[Metin bölümü]
......
Logo

2. Hukuk Dairesi2023/4105 E. 2024/958 K.

Yapay Zeka Özeti

Uyuşmazlık: Taraflar arasında açılan boşanma davasında, davalı erkeğin kusurlu olup olmadığı ve evlilik birliğinin temelinden sarsılıp sarsılmadığı noktasında uyuşmazlık bulunmaktadır.

Gerekçe ve Sonuç: Mahkeme, dosyadaki deliller ve tarafların beyanları değerlendirildiğinde, davalı erkeğin evlilik birliğinin temelinden sarsılmasına sebep olan davranışlarda bulunduğuna dair yeterli delil bulunduğu ve usul/kanuna aykırılık tespit edilemediği gözetilerek yerel mahkeme kararının onanmasına karar vermiştir.

Karar Metni

"İçtihat Metni"

...

MAHKEMESİ : Van Bölge Adliye Mahkemesi 4. Hukuk Dairesi

SAYISI : 2023/138 E., 2023/311 K.

DAVA TARİHİ : 29.07.2019

KARAR : Esastan ret

İLK DERECE MAHKEMESİ : Van 1. Aile Mahkemesi

SAYISI : 2022/74 E., 2022/708 K.

Taraflar arasındaki boşanma davasından dolayı yapılan yargılama sonunda İlk Derece Mahkemesince davanın kabulüne tarafların boşanmalarına karar verilmiştir.
......
[Yazılı problem 1] Satırlardan kaçında "arched" kelimesinin geçtiğini sayın ve yalnızca sayıyı yazın. Büyük-küçük harf ayrımı önemlidir.
Karar metni ile satırlar birbirinden bağımsız, ayrı malzemelerdir.
......
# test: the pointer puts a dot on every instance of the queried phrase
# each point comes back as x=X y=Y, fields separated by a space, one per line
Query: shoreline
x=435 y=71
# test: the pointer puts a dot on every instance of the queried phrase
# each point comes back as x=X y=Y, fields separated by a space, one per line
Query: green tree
......
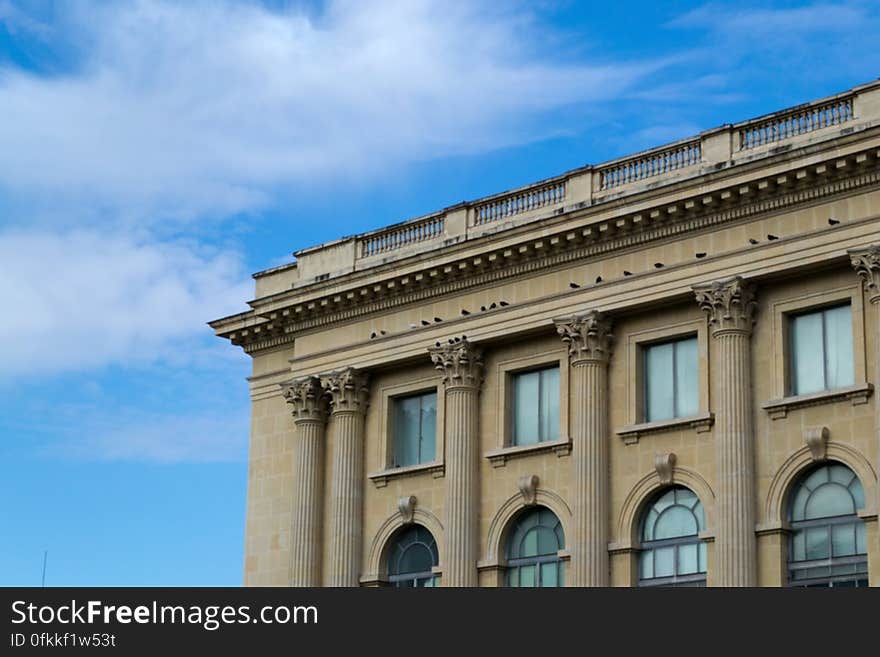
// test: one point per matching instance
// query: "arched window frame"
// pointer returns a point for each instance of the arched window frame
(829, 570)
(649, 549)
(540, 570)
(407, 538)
......
[Yazılı problem 2] Karar metninde "Uyuşmazlık: Taraflar arasında" kısmından "onanmasına karar vermiştir." kısmına kadar olan bölümü hiç değiştirmeden yazın.

[Cevap 1] 2

[Cevap 2]
Uyuşmazlık: Taraflar arasında açılan boşanma davasında, davalı erkeğin kusurlu olup olmadığı ve evlilik birliğinin temelinden sarsılıp sarsılmadığı noktasında uyuşmazlık bulunmaktadır.

Gerekçe ve Sonuç: Mahkeme, dosyadaki deliller ve tarafların beyanları değerlendirildiğinde, davalı erkeğin evlilik birliğinin temelinden sarsılmasına sebep olan davranışlarda bulunduğuna dair yeterli delil bulunduğu ve usul/kanuna aykırılık tespit edilemediği gözetilerek yerel mahkeme kararının onanmasına karar vermiştir.